Given passage:
--- start ---
In this 3-part series, IMVU senior engineer Bill Welden describes the means and technology behind IMVU’s web services.

Part 3: Documents and Links

In the previous entry in this series I described how IMVU uses a structured network model to implement the uniform contract for our REST services and showed how they might apply to a set of services for a hypothetical high school scheduling system.

Engblog1102-01

Under this model we have Node Groups (represented by the different colors of circles in this diagram), Nodes (the circles themselves), Edge Groups (the rounded boxes hanging off of the circles) and Edges (the lines connecting the circles).

We model these various notions using HTTP documents linked together with URLs. There are four kinds of documents, corresponding to each of the four concepts.

A Node Group determines the properties and relationships of the Nodes, and the corresponding Node Group Document contains a list of URLs, each locating a Node.
--- end ---
Dataset entries:
--- start ---
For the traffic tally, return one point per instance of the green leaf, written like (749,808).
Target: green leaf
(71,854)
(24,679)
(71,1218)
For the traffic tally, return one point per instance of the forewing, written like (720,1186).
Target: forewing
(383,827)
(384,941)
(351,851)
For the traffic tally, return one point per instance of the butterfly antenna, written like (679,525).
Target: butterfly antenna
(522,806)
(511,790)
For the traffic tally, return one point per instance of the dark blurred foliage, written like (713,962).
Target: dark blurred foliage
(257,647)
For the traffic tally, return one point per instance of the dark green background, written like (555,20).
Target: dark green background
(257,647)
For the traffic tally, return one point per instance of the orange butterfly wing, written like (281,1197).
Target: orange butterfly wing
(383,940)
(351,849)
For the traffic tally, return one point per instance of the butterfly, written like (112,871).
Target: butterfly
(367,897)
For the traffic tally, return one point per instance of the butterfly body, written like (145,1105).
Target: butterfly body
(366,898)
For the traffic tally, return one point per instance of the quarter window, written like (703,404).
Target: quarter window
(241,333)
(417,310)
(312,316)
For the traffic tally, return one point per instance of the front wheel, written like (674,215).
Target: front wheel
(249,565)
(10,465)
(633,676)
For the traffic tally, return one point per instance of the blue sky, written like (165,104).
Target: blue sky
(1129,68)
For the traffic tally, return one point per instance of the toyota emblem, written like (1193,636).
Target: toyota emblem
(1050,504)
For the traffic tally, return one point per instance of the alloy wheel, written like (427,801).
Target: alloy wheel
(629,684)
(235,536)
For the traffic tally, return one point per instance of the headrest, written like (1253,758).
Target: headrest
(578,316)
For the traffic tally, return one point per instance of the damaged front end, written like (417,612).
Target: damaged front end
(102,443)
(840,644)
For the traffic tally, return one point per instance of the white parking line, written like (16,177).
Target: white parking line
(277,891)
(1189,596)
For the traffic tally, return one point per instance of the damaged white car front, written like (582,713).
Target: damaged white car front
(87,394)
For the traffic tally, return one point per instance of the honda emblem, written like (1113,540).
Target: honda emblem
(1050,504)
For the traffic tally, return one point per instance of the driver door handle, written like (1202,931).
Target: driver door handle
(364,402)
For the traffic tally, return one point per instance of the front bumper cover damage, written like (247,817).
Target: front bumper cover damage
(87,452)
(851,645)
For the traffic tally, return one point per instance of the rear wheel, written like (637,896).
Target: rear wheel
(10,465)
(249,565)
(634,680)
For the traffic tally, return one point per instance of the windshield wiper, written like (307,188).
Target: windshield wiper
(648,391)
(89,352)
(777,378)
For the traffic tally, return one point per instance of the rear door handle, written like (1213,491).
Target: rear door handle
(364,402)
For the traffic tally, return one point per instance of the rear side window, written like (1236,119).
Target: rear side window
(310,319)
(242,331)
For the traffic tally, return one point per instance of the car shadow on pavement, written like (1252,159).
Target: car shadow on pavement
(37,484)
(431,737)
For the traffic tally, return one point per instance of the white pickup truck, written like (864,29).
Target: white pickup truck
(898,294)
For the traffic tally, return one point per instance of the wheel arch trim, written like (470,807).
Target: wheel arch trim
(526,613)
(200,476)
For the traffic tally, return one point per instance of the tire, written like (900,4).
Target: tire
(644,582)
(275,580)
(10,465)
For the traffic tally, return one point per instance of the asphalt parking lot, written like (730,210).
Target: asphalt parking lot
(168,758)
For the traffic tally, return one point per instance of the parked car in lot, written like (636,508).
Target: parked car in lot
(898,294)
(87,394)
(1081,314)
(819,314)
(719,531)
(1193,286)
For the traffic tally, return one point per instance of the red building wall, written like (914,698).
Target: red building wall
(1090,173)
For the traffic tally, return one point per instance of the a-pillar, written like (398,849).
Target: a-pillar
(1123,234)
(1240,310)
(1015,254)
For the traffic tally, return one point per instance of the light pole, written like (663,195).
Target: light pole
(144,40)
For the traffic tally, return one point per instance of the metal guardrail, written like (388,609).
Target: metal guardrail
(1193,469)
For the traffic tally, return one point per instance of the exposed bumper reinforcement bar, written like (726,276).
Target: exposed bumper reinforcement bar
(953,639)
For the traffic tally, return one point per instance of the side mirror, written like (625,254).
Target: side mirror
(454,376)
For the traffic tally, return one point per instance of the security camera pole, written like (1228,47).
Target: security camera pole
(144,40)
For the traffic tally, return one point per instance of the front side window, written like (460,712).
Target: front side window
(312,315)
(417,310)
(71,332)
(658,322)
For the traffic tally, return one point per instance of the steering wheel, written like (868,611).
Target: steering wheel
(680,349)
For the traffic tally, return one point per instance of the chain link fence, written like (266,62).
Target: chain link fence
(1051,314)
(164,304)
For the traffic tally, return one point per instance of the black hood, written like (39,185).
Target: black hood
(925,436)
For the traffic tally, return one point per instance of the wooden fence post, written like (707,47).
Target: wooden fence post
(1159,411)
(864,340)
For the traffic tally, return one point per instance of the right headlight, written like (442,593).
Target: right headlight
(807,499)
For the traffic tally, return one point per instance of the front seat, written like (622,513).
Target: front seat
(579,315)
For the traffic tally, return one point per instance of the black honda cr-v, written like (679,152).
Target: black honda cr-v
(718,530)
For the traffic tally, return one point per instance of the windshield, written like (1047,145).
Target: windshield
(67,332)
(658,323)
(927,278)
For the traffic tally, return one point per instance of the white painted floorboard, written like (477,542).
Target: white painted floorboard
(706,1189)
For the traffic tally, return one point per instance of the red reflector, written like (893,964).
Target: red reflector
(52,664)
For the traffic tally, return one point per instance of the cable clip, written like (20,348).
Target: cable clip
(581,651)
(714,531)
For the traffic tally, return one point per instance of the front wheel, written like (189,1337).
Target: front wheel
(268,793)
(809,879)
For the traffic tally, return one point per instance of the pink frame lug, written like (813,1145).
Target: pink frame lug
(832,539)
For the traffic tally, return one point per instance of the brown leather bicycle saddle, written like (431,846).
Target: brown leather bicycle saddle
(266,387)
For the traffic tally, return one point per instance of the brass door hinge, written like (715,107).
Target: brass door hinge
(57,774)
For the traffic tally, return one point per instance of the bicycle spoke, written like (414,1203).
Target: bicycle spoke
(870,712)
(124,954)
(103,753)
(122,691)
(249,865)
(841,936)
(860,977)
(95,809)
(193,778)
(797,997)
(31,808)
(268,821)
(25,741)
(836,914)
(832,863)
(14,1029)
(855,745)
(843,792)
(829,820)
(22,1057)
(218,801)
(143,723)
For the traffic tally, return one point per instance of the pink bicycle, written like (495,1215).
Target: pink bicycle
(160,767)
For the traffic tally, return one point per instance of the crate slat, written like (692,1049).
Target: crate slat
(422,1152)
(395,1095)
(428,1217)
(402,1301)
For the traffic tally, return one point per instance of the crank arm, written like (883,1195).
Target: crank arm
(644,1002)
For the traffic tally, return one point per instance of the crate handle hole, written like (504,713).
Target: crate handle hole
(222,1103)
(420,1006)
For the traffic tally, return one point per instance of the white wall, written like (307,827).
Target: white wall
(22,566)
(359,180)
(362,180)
--- end ---
Stated task 1: In the passage on IMVU's web services, rewrite everything from "In the previous" down to "locating a Node.", changing "circles" to "disks" throughout.
Stated task 2: Write what comes next in the passage on IMVU's web services, picking up after its final sentence.

Reply 1:
In the previous entry in this series I described how IMVU uses a structured network model to implement the uniform contract for our REST services and showed how they might apply to a set of services for a hypothetical high school scheduling system.

Engblog1102-01

Under this model we have Node Groups (represented by the different colors of disks in this diagram), Nodes (the disks themselves), Edge Groups (the rounded boxes hanging off of the disks) and Edges (the lines connecting the disks).

We model these various notions using HTTP documents linked together with URLs. There are four kinds of documents, corresponding to each of the four concepts.

A Node Group determines the properties and relationships of the Nodes, and the corresponding Node Group Document contains a list of URLs, each locating a Node.

Reply 2:
A Node, through its properties and relationships, is the basic repository of information in the network. The Node Group Document contains the values of the Node’s properties, as well as a list of URLs, each locating an Edge Group.

An Edge Group groups together all of the links that go to a particular type of Node. The corresponding  Edge Group Document, specific to a Node, contains a list of URLs, each locating an Edge within that group.

An Edge is a link from its Node to another Node, usually of a different class. Edges can also contain properties, as we saw last time. An Edge Document therefore contains a URL for the Node at the other end of the Edge, as well as the values of any properties of the Edge.

Each type of document has a distinctive URL.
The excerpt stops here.